**TEXT SEGMENT**
Sometimes a single word can send a frightening chill.
In the late 1940s and early ’50s, that word was “polio.” Midlanders who were children or young adults in that era remember the fear.
Only months after opening in 1948, Children’s Memorial Hospital in Omaha devoted the entire first floor of its north wing to polio cases.
Some children, their lungs weakened by the virus, were placed in the huge metal respirators known as iron lungs — a searing image from the era.
Many Midlanders now in their 60s and 70s will remember being forbidden by their parents to go to the movies or swimming pools during that time.
The worst, locally and nationally, arrived in 1952. That’s when the disease struck 2,252 people in Nebraska, 2,564 in Iowa and 57,879 for the country as a whole. Proportionally, The World-Herald reported, the polio incidence in Nebraska was the worst of any single state.
The tide turned in 1955 with the arrival of the vaccination invented by Dr. Jonas Salk, followed in the early 1960s by the oral vaccine developed by Dr. Albert Sabin. It should be remembered, though, that many polio survivors must cope with post-polio syndrome, involving extreme fatigue, muscular failure and difficulty breathing.

**RECORDED DATA**
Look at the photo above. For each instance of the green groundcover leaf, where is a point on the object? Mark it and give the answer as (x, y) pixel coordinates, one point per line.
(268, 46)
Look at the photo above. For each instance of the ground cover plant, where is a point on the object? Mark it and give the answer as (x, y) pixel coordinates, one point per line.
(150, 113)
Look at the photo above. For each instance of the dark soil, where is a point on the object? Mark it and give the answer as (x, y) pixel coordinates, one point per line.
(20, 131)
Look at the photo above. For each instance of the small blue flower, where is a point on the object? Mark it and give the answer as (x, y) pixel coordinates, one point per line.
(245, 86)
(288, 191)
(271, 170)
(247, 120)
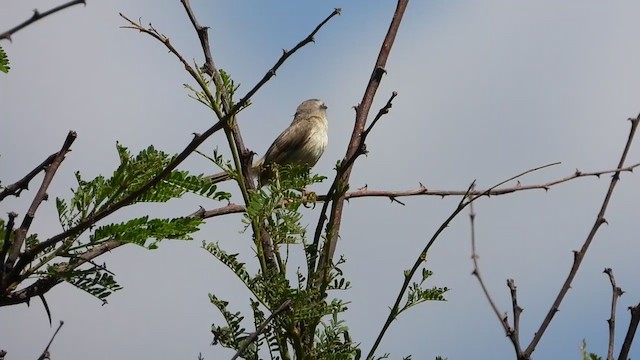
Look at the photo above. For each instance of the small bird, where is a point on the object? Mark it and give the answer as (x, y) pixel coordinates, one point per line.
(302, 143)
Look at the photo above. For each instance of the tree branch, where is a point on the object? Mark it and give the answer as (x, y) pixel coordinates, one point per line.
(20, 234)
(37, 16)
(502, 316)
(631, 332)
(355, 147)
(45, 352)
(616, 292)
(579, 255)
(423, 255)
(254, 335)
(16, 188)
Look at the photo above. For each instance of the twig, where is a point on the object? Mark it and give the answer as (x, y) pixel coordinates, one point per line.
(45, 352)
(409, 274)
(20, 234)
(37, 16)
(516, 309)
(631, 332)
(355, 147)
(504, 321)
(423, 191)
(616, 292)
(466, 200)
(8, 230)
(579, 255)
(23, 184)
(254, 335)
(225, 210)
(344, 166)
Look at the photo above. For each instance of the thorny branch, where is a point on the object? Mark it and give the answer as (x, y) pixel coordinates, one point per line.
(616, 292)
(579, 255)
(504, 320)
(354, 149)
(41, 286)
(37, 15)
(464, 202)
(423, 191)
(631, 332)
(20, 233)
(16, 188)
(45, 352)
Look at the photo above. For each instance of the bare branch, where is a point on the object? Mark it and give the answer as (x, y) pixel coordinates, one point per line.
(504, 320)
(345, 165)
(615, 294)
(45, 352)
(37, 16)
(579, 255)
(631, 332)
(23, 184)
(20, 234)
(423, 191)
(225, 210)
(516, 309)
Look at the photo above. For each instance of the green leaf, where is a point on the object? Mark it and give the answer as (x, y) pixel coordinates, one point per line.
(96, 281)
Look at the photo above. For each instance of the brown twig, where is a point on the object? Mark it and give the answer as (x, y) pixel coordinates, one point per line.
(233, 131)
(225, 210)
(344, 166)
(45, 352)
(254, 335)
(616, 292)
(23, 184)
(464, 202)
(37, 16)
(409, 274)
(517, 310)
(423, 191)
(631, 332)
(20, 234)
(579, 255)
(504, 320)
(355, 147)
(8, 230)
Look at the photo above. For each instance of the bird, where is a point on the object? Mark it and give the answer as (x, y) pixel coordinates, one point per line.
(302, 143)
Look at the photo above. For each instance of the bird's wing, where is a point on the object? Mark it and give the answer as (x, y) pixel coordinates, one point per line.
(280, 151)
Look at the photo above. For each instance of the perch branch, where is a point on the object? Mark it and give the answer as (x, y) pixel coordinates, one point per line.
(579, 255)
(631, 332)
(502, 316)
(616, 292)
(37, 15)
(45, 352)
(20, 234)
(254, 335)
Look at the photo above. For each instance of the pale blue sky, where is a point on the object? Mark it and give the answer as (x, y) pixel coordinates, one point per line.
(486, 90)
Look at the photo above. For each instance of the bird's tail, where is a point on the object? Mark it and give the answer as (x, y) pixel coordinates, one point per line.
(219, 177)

**YOUR TASK**
Extend the text on the polio epidemic in the Midlands, continuing after its last sentence. The records have no connection to the text about polio.

**RESPONSE AREA**
We mention this sobering history in order to note something heartening in the latest global health figures. The vaccination efforts by governments, nonprofit organizations and international health agencies have achieved remarkable results.
In 1980, there were 350,000 polio cases worldwide. By 1995, the number fell to 59,900. By 2000, it was 3,500.
Last year: only 385.
Indeed, the list of “polio-endemic countries” is now down to three nations: Afghanistan, Pakistan and Nigeria.
Sometimes the world proves it’s possible to conquer a big problem. In this case, one vaccination at a time.